+++ Information given

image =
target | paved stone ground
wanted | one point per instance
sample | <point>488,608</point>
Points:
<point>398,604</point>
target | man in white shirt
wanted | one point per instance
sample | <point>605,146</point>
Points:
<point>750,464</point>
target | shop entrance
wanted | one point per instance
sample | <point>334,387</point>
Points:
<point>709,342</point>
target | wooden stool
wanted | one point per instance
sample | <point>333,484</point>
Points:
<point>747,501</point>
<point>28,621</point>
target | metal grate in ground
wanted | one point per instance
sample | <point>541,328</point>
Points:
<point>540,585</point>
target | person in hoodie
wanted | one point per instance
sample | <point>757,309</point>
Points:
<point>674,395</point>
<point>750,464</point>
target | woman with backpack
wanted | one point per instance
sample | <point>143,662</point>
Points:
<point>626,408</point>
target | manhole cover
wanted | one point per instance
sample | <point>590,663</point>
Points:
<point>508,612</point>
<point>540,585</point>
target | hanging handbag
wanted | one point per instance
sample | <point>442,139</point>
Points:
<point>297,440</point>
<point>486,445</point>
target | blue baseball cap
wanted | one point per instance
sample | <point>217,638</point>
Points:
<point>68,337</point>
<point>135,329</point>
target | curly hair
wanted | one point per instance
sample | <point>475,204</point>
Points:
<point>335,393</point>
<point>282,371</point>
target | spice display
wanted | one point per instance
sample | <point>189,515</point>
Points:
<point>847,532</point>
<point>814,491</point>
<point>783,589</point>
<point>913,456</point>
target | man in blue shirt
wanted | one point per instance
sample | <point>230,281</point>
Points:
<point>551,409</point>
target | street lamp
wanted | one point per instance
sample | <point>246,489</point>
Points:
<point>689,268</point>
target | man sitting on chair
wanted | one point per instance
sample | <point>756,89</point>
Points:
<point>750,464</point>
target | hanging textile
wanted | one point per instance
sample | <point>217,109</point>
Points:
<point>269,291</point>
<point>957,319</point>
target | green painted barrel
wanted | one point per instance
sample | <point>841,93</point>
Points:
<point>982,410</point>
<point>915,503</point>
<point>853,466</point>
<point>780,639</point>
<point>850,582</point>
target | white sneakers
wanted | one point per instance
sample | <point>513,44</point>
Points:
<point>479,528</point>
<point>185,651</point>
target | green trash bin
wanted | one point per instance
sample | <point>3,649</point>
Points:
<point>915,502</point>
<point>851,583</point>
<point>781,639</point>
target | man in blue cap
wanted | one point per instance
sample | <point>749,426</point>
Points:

++++++

Set problem -> Could you reproduce all of the lines above verbatim, without altering a single character?

Exercise result ->
image =
target | paved stone ground
wanted | one point per instance
sample | <point>488,608</point>
Points:
<point>398,604</point>
target | man in white shirt
wanted | one point per instance
sample | <point>605,146</point>
Points:
<point>750,464</point>
target | shop entrance
wanted | one point per instance
sample | <point>334,387</point>
Points:
<point>709,342</point>
target | wooden stool
wanted | one point per instance
sample | <point>333,484</point>
Points:
<point>747,501</point>
<point>28,621</point>
target | metal grate in ground
wanted | one point per instance
sample | <point>541,328</point>
Points:
<point>540,585</point>
target | person in hoodie
wanted | one point per instance
sample | <point>757,309</point>
Points:
<point>674,395</point>
<point>750,464</point>
target | woman with backpack
wanted | one point per instance
sample | <point>143,662</point>
Points:
<point>626,408</point>
target | manhole cover
wanted | one point per instance
sample | <point>590,663</point>
Points:
<point>508,612</point>
<point>540,585</point>
target | hanging handbag
wanted | one point per instance
sample | <point>442,139</point>
Points:
<point>297,440</point>
<point>486,445</point>
target | blue baseball cap
wanted | one point per instance
sample | <point>217,638</point>
Points:
<point>68,337</point>
<point>135,329</point>
target | curly hair
wanted | one point per instance
sample | <point>475,204</point>
Points:
<point>335,393</point>
<point>282,371</point>
target | spice display
wanted | one point per instance
sample | <point>189,515</point>
Points:
<point>847,532</point>
<point>814,491</point>
<point>783,589</point>
<point>913,456</point>
target | man in blue shirt
wanted | one point per instance
sample | <point>230,281</point>
Points:
<point>551,409</point>
target | street lamp
wanted | one point per instance
sample | <point>246,489</point>
Points:
<point>689,268</point>
target | man sitting on chair
wanted | one point per instance
sample | <point>756,89</point>
Points:
<point>750,464</point>
target | hanging textile
wanted | one point per instance
sample | <point>217,109</point>
Points:
<point>269,291</point>
<point>957,319</point>
target | green painted barrel
wanted | one point per instance
sample | <point>841,93</point>
Points:
<point>982,410</point>
<point>915,503</point>
<point>853,466</point>
<point>780,639</point>
<point>850,582</point>
target | white sneakers
wanted | one point per instance
sample | <point>513,44</point>
Points:
<point>479,528</point>
<point>185,651</point>
target | green trash bin
wanted | one point per instance
sample | <point>3,649</point>
Points:
<point>915,502</point>
<point>851,583</point>
<point>781,639</point>
target | man in blue cap
wanted | one point per instance
sample | <point>749,426</point>
Points:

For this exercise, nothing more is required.